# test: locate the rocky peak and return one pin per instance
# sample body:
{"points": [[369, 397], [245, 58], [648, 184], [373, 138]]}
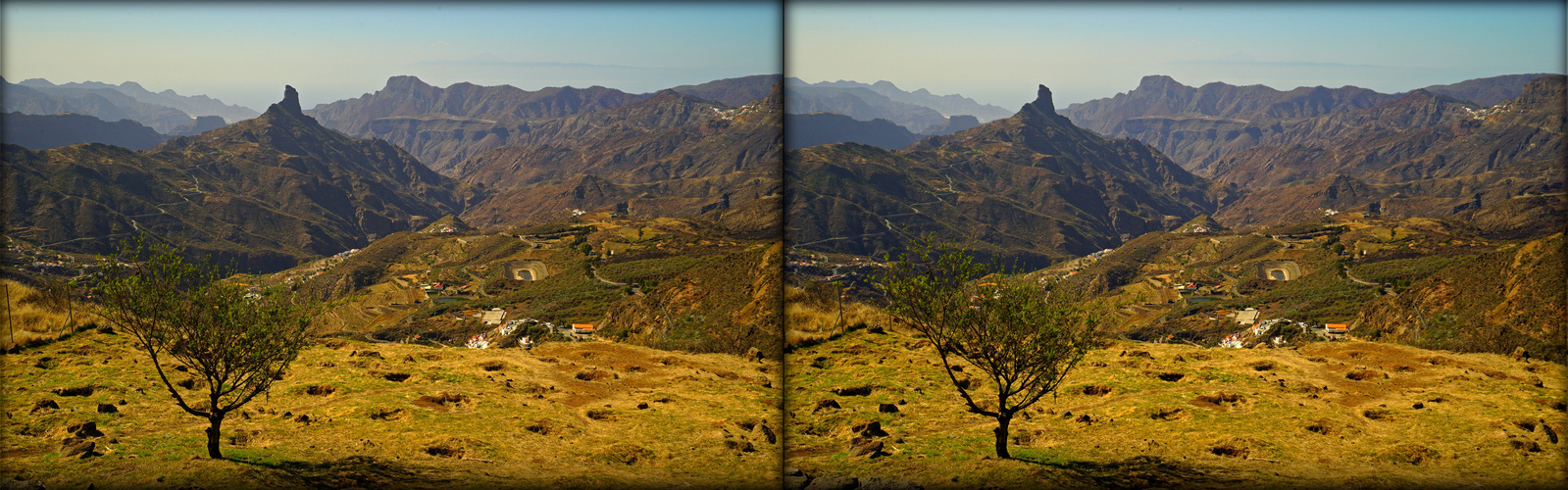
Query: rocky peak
{"points": [[1043, 101], [290, 101], [405, 81], [1157, 81]]}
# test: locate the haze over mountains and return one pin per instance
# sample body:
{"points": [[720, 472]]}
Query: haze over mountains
{"points": [[282, 186], [1248, 155], [165, 112], [1297, 152], [1031, 186], [264, 191]]}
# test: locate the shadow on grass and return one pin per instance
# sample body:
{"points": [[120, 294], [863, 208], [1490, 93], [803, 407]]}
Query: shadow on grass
{"points": [[1140, 471], [361, 471]]}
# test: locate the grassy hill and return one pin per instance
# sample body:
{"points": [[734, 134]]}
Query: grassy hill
{"points": [[353, 414], [672, 283], [1173, 416]]}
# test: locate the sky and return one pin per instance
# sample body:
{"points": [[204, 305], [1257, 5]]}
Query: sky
{"points": [[246, 52], [1000, 52]]}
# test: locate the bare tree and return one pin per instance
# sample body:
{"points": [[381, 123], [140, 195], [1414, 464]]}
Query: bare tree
{"points": [[232, 343], [1024, 337]]}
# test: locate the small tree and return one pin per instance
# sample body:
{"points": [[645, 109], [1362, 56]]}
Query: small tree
{"points": [[232, 345], [1024, 337]]}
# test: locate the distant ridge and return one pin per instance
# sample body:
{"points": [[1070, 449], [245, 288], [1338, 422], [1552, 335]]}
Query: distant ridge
{"points": [[36, 131], [408, 96], [266, 191], [814, 128], [731, 91], [193, 105], [101, 102], [1031, 188]]}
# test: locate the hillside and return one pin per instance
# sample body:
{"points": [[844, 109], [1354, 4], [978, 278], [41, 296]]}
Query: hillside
{"points": [[47, 131], [1419, 155], [1161, 99], [876, 409], [670, 155], [858, 102], [670, 283], [827, 127], [945, 105], [266, 193], [1487, 91], [1031, 188], [97, 102], [408, 97], [731, 91], [356, 414], [193, 105]]}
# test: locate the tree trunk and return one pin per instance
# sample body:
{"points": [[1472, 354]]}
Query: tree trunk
{"points": [[212, 437], [1000, 435]]}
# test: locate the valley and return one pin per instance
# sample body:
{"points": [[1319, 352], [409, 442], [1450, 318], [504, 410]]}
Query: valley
{"points": [[575, 246]]}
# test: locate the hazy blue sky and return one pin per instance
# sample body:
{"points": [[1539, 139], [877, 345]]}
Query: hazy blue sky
{"points": [[999, 54], [246, 52]]}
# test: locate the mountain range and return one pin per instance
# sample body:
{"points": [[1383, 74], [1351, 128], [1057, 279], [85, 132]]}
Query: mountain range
{"points": [[193, 105], [1311, 149], [167, 112], [38, 131], [1029, 188], [665, 155], [442, 127], [264, 193]]}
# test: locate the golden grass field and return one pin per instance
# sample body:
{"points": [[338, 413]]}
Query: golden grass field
{"points": [[353, 414], [28, 319], [1235, 418]]}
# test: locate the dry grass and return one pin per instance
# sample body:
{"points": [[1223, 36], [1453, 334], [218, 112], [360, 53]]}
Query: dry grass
{"points": [[28, 319], [445, 419], [1236, 418], [816, 319]]}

§ What the exercise asks
Reproduce the material with each "one pin per instance" swapped for "one point per instance" and everything else unchanged, leaving out the pictures.

§ Result
# test: locate the rocky peak and return one point per instance
# sample body:
{"points": [[369, 397], [245, 58], [648, 184], [373, 138]]}
Query: rocky peak
{"points": [[1043, 101], [290, 101], [405, 81], [1157, 81]]}
# test: locate the haze over mountains and return one point per instance
# sample body:
{"points": [[720, 472]]}
Query: haze over mountains
{"points": [[282, 186], [1248, 155], [165, 112], [1297, 152], [1031, 186], [264, 191]]}
# test: locate the shadow on grass and return one point per instance
# sample body:
{"points": [[120, 294], [863, 208], [1490, 93], [803, 407]]}
Query: shadow on grass
{"points": [[1140, 471], [361, 471]]}
# test: locate the grassy hill and return one point per instance
# sample body:
{"points": [[734, 134]]}
Query: grassy hill
{"points": [[353, 414], [672, 283], [1173, 416]]}
# test: locate the sky and return one point per instance
# sample body:
{"points": [[204, 305], [1257, 5]]}
Query: sky
{"points": [[246, 52], [1000, 52]]}
# test: locate the bare tree and return one point per instance
# sample body:
{"points": [[381, 123], [140, 195], [1414, 464]]}
Query: bare tree
{"points": [[232, 343], [1024, 337]]}
# test: locate the small tree and return one point per instance
# sample body:
{"points": [[645, 109], [1362, 56]]}
Query: small tree
{"points": [[232, 345], [1024, 337]]}
# test: locate the distant ridge and return one point per instance
# sample body:
{"points": [[1070, 449], [245, 288], [1338, 422], [1552, 335]]}
Query: distant ridge
{"points": [[36, 131], [408, 96], [266, 191], [814, 128], [731, 91], [193, 105], [101, 102], [1031, 188]]}
# test: locate the hillside and return one point per instance
# sample body:
{"points": [[844, 109], [1354, 4], [978, 278], [41, 296]]}
Query: hillside
{"points": [[47, 131], [1419, 155], [1161, 99], [876, 409], [670, 155], [858, 102], [670, 283], [827, 127], [945, 105], [266, 193], [1487, 91], [1031, 188], [97, 102], [408, 97], [731, 91], [356, 414], [193, 105]]}
# test: locate the tree trunk and return one point per instance
# sample body:
{"points": [[1472, 354]]}
Query: tree trunk
{"points": [[212, 437], [1000, 435]]}
# test: locate the valley and return one point per instance
# sample body:
{"points": [[1319, 352], [409, 442], [1450, 318], [504, 410]]}
Query: valley
{"points": [[575, 246]]}
# test: locate the hazy blue sky and return one point per instance
# sample body:
{"points": [[1539, 139], [877, 345]]}
Query: hazy blue sky
{"points": [[999, 54], [246, 52]]}
# test: locate the mountain range and return one point per instance
# sample body:
{"points": [[1383, 74], [1351, 128], [1057, 279], [85, 132]]}
Query: mountain range
{"points": [[193, 105], [1311, 149], [167, 112], [38, 131], [1029, 188], [665, 155], [442, 127], [264, 193]]}
# test: locate the golden grass field and return one point per instance
# sample body:
{"points": [[338, 413]]}
Query: golden grass field
{"points": [[353, 414], [28, 319], [1235, 418]]}
# test: locate the dry grass and return one point per instance
# sample body:
{"points": [[1223, 36], [1453, 334], [218, 112], [360, 53]]}
Query: dry grass
{"points": [[28, 319], [445, 419], [1236, 418], [816, 319]]}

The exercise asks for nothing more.